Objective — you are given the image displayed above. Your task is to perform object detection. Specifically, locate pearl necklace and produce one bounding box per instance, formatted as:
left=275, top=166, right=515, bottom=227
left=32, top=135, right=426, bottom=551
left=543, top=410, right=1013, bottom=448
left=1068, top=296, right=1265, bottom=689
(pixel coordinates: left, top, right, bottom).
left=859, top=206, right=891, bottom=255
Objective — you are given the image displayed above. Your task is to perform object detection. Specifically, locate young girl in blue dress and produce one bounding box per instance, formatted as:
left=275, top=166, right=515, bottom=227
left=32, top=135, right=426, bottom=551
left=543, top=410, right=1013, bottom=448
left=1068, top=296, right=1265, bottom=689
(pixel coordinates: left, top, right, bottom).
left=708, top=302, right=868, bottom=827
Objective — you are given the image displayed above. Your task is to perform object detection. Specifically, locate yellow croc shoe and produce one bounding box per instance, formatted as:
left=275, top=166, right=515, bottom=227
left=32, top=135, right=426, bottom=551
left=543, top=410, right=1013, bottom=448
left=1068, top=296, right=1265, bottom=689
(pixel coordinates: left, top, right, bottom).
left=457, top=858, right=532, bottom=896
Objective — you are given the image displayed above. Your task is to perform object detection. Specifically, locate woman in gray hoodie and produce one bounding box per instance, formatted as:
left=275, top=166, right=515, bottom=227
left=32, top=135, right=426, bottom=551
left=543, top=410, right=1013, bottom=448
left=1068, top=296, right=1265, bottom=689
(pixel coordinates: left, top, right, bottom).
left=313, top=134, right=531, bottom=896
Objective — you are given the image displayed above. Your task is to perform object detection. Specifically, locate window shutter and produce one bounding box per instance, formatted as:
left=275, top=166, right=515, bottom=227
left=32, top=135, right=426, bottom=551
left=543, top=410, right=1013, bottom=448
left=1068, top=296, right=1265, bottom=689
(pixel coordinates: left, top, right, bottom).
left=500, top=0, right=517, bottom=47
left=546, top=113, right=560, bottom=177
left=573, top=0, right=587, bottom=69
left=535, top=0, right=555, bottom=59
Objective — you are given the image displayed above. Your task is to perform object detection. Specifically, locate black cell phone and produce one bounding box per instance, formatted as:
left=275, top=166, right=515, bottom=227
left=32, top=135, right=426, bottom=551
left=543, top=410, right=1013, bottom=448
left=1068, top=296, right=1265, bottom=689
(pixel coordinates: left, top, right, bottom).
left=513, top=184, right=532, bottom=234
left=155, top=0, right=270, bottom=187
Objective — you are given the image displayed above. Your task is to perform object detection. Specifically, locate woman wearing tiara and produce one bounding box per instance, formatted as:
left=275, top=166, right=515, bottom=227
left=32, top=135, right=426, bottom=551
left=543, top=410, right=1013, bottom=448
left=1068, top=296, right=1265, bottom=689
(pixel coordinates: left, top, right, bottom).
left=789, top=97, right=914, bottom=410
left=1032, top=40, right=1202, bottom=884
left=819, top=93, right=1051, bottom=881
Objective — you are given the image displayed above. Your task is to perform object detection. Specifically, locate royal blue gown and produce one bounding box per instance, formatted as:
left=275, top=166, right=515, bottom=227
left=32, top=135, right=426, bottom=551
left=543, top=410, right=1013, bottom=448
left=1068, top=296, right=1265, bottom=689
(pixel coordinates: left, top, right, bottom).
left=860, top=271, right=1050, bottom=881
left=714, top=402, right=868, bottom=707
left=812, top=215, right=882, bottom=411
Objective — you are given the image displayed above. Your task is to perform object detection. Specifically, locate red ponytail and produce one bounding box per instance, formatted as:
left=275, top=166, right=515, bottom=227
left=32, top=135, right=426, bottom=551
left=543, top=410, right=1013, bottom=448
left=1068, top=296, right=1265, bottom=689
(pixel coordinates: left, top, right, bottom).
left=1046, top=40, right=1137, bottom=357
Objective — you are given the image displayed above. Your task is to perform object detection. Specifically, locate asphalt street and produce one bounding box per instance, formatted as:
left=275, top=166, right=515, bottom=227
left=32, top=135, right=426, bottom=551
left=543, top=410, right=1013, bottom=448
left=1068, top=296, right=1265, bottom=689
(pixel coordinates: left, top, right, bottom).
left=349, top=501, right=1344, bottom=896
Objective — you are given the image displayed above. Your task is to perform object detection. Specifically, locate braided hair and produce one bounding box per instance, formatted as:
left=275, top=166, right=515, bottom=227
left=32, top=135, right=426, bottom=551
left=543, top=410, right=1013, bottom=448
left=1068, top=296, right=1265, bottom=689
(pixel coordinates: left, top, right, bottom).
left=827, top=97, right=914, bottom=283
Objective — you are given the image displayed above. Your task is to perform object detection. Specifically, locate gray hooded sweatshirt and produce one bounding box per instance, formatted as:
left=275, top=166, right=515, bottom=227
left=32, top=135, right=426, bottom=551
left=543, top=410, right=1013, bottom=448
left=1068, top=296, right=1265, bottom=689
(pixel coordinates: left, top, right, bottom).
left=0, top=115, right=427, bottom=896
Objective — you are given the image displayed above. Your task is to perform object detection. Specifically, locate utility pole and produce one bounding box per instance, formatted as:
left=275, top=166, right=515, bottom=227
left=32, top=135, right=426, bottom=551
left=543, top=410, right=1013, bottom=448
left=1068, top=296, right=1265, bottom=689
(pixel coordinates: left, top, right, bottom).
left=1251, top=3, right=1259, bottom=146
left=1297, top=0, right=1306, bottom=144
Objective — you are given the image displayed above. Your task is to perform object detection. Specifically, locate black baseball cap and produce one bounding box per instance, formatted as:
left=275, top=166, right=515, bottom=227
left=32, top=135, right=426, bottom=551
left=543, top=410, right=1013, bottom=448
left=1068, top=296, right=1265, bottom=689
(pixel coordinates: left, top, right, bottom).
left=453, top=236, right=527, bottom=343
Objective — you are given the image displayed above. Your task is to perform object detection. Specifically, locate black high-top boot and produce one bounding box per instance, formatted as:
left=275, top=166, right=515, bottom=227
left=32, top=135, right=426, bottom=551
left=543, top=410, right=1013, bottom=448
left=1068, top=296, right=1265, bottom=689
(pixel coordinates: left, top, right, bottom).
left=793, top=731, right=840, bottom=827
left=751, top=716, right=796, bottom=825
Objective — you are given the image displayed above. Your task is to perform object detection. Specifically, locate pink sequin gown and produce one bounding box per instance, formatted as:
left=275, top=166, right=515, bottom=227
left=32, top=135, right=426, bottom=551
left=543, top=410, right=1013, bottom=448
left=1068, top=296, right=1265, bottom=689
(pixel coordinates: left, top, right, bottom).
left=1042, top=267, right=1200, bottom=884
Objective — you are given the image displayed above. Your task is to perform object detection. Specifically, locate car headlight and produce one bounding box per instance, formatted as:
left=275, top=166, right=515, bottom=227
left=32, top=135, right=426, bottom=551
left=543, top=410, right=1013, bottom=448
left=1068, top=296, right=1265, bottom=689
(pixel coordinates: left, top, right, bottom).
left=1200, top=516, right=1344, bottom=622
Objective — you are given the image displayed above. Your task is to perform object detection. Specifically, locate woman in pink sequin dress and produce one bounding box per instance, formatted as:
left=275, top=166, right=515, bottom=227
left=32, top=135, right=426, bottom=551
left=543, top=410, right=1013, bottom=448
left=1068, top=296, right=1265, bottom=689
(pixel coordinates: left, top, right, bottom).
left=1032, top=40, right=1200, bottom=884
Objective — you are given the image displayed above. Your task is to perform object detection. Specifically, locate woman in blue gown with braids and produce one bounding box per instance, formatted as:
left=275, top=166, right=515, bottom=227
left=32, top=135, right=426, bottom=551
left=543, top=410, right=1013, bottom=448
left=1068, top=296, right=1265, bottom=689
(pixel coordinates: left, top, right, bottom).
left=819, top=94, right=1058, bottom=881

◇ ◇ ◇ ◇ ◇ ◇ ◇

■ Direction
Recast the data from the line that contains "Specifically, locate braided" through the line that contains "left=0, top=115, right=427, bottom=896" as a two-column CSV with the headers input and output. Give one row per entry, with the text in input and its answer in output, each field in double quotes and its line breaks replaced by spaces.

■ Completed exercise
input,output
"Objective — you are given the image displayed above. Your task is to perform object detection. Specifically, locate braided hair and produce one bounding box per instance, formatted as: left=275, top=166, right=515, bottom=227 left=32, top=135, right=426, bottom=551 left=543, top=410, right=1013, bottom=448 left=1068, top=296, right=1265, bottom=689 (pixel coordinates: left, top, right, bottom).","left=827, top=97, right=914, bottom=283"
"Objective — you are given the image displayed above. Your task is to perform object detection. Specifically, locate gray hooded sweatshirt and produce one bounding box per instance, formatted as: left=275, top=166, right=515, bottom=227 left=32, top=135, right=426, bottom=551 left=543, top=410, right=1013, bottom=448 left=1068, top=296, right=1265, bottom=689 (pixel coordinates: left, top, right, bottom).","left=0, top=115, right=427, bottom=896"